▶ Wiersze
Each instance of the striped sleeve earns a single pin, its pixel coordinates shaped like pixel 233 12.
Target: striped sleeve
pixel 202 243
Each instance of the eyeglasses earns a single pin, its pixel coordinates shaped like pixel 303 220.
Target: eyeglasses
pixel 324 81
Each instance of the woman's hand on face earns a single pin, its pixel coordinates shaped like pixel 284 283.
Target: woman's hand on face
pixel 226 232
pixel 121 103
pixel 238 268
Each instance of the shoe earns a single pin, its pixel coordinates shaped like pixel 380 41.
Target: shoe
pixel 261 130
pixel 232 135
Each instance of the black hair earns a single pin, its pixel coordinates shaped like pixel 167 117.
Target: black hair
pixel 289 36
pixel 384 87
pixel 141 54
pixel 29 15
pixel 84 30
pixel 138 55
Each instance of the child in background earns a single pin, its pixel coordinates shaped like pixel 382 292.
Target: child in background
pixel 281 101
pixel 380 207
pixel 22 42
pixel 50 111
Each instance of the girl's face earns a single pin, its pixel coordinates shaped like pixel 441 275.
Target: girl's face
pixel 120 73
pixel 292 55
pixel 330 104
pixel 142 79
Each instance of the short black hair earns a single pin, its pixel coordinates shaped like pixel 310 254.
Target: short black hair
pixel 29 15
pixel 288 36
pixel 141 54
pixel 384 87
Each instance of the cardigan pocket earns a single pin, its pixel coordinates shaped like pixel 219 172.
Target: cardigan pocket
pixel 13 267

▶ Co zrobić
Zmień w całym materiale słowo „Target” na „Label” i przepisz wszystkie wiersze, nie ruszając niczego innego.

▶ Wynik zadania
Each instance of the striped sleeve earns a single pin, its pixel coordinates shaped like pixel 233 12.
Label: striped sleeve
pixel 202 243
Each instance of the eyeglasses earns a single pin, its pixel coordinates shaped like pixel 303 220.
Label: eyeglasses
pixel 324 81
Each instance of the woman's hand on face earns a single pin, its pixel coordinates shaped like pixel 284 283.
Label: woman's hand on face
pixel 226 232
pixel 121 103
pixel 238 268
Each instance of the shoe earns a single pin, its pixel coordinates shaped like pixel 380 41.
Label: shoe
pixel 261 130
pixel 232 135
Each instance of the black hair earns a single pin, its pixel coordinates shaped like pixel 167 117.
Label: black hair
pixel 289 36
pixel 384 87
pixel 141 54
pixel 29 15
pixel 84 30
pixel 138 55
Each instance of the child in background earns a single pin, its pixel coordinates shaped like pixel 382 292.
Label: child in background
pixel 281 101
pixel 380 207
pixel 22 42
pixel 50 111
Each instance of the girl's face earns a single pin, its pixel coordinates shaped like pixel 441 275.
Label: girl's face
pixel 120 73
pixel 292 55
pixel 330 104
pixel 142 79
Each instance of the short black hair earns a single pin, its pixel coordinates shaped like pixel 310 254.
Label: short black hair
pixel 29 15
pixel 288 36
pixel 141 54
pixel 384 87
Each instance of the cardigan pocket earns a single pin, its pixel coordinates shaped like pixel 219 172.
Label: cardigan pocket
pixel 13 267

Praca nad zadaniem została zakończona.